# [WRITTEN REQUEST]
Update the records from the line that has "TARGET = green vegetation" through the end of the records by writing those lines out again with "black backpack" replaced by "dark backpack" and everything else unchanged.

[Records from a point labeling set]

########

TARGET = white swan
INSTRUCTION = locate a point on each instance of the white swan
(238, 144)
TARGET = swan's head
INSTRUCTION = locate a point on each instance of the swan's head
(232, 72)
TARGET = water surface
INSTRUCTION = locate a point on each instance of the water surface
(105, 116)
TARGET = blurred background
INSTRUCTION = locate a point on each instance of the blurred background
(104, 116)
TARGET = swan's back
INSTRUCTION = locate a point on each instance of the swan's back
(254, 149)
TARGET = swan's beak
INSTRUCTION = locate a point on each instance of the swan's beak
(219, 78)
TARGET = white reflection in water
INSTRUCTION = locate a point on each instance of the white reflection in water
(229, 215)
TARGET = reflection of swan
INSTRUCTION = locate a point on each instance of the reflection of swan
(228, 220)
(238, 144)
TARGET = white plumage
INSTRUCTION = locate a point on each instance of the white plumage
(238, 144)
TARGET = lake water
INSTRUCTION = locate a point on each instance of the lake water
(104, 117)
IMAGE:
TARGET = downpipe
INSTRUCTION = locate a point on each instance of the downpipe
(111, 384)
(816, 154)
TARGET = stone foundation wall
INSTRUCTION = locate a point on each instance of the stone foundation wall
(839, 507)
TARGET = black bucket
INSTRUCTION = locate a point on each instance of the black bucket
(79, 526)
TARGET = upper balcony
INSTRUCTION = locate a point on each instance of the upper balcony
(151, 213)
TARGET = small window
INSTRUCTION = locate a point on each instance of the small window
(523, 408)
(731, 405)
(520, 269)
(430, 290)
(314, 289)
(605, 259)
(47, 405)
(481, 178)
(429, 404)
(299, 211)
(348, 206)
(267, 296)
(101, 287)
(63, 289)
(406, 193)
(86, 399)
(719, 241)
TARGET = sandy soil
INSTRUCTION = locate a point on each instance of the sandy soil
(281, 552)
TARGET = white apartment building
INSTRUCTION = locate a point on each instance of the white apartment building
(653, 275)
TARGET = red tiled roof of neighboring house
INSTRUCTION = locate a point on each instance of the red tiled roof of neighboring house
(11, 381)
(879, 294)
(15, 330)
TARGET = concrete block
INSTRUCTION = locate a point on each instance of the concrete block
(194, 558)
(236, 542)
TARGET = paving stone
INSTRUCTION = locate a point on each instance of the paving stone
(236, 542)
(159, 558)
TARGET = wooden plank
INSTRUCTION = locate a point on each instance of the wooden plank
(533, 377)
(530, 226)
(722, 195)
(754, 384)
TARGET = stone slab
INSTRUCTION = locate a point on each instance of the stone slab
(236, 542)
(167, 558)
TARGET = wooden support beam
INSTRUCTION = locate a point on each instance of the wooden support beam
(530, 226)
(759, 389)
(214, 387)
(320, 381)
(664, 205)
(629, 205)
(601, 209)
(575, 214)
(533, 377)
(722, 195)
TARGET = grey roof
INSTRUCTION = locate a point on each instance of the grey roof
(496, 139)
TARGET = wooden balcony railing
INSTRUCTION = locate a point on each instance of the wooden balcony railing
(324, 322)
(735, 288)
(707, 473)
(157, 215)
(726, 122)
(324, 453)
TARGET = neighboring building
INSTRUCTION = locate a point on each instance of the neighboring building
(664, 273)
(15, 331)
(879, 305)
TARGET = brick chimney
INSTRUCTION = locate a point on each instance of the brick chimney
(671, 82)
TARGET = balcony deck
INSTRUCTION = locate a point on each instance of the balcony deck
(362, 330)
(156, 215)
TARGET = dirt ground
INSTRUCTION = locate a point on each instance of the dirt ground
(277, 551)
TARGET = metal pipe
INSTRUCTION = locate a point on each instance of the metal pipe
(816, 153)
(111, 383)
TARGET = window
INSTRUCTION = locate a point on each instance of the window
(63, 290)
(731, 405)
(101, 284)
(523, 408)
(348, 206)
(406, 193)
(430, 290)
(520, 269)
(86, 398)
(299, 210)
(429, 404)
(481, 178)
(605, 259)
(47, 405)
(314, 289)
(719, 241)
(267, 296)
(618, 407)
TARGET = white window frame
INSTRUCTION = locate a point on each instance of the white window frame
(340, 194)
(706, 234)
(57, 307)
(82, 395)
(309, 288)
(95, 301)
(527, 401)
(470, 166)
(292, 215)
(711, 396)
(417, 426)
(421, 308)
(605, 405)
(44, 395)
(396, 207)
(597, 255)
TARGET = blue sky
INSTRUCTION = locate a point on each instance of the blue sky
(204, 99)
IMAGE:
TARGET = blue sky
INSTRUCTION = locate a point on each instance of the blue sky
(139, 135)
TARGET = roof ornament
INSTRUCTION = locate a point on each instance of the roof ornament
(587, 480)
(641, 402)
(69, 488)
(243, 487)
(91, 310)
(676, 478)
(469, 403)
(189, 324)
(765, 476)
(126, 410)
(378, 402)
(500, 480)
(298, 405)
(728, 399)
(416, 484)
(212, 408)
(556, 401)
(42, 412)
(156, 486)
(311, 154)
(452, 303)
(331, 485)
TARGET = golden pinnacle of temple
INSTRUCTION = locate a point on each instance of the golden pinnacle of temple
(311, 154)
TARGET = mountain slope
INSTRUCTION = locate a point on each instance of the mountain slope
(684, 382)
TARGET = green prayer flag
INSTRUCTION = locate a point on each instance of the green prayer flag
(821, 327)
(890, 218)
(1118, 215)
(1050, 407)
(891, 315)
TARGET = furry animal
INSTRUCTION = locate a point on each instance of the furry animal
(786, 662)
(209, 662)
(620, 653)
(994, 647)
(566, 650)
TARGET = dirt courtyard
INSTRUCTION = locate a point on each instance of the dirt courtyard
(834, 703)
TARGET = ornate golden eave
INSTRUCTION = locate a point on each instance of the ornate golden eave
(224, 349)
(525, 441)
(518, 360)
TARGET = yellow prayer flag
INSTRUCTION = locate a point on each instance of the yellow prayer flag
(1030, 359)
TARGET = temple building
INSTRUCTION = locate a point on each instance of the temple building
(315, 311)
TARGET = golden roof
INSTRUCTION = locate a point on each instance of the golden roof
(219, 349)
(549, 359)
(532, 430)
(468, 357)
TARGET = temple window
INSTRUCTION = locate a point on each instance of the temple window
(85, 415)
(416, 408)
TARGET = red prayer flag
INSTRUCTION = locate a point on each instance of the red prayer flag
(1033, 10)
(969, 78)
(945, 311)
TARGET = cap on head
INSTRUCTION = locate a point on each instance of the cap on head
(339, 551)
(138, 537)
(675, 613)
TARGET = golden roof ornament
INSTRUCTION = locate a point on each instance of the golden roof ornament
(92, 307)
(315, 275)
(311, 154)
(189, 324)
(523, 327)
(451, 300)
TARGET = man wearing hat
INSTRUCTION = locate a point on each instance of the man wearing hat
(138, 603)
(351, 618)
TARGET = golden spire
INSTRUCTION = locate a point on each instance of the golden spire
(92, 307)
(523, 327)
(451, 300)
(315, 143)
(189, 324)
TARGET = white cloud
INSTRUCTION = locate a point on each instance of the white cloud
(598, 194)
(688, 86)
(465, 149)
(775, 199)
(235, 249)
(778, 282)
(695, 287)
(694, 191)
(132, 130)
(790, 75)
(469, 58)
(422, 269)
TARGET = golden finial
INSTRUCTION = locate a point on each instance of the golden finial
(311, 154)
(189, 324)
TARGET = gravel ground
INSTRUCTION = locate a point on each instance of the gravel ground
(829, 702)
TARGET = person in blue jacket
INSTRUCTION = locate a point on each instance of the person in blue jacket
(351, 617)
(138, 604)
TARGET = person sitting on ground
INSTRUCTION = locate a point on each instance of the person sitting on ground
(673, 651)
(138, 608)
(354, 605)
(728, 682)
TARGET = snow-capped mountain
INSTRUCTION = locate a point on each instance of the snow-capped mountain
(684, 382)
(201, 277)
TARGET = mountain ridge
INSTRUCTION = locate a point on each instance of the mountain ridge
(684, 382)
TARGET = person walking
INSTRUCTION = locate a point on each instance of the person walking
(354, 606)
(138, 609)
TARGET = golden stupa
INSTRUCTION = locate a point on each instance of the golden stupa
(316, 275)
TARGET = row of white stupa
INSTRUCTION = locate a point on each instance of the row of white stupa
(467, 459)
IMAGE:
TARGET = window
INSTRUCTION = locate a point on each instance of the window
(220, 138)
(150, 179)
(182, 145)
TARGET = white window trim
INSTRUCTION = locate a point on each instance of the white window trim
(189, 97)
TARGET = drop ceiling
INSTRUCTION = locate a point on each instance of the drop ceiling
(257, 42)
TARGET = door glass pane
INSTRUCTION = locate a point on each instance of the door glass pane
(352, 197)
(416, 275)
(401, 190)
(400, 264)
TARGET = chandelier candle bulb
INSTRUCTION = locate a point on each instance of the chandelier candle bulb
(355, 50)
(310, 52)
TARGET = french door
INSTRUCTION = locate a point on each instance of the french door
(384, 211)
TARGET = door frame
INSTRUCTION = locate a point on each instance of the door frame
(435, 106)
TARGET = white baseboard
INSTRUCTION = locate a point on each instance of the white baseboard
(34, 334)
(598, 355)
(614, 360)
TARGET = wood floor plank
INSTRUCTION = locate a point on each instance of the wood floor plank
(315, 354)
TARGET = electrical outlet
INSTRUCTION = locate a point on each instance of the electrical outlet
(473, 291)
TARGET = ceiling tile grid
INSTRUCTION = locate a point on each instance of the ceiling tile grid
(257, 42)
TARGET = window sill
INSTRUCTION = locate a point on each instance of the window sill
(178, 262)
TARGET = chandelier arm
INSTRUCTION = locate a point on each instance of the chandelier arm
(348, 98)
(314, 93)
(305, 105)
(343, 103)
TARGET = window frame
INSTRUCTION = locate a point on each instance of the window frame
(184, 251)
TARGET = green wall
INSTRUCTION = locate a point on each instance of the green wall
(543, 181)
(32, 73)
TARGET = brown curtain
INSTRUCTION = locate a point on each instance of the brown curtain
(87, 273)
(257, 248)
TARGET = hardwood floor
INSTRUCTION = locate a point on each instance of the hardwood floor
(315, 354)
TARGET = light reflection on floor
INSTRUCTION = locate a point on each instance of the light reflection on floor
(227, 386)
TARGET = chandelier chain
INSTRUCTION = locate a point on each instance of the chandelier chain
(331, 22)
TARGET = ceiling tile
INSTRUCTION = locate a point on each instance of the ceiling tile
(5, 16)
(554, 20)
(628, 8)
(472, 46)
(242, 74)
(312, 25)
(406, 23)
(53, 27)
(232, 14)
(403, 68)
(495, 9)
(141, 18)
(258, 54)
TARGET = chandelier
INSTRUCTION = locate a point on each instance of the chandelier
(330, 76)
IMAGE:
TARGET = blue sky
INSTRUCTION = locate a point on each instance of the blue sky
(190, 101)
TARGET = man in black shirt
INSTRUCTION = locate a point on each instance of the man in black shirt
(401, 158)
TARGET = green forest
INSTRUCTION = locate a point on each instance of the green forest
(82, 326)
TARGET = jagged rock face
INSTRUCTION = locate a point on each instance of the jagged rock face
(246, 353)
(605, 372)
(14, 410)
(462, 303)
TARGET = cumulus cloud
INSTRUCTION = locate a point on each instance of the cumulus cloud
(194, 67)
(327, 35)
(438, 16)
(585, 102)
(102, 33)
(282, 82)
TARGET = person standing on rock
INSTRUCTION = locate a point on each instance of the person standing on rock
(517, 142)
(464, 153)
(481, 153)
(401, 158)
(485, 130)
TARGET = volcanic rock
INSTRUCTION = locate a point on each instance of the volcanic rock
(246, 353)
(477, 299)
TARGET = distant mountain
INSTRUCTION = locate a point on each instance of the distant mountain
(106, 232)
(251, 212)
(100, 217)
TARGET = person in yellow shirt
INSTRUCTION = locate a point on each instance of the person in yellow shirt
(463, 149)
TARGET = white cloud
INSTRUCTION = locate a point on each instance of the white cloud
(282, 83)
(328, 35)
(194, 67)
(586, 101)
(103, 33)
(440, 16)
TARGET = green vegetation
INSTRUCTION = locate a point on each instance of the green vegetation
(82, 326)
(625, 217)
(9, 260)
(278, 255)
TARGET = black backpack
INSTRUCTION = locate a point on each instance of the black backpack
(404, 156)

########

# [SOLUTION FOR THIS TASK]
TARGET = green vegetation
INSTRUCTION = locate a point on each instance of the green vegetation
(82, 326)
(625, 217)
(9, 260)
(278, 255)
TARGET = dark backpack
INSTRUCTION = locate a point on each instance of the dark backpack
(404, 156)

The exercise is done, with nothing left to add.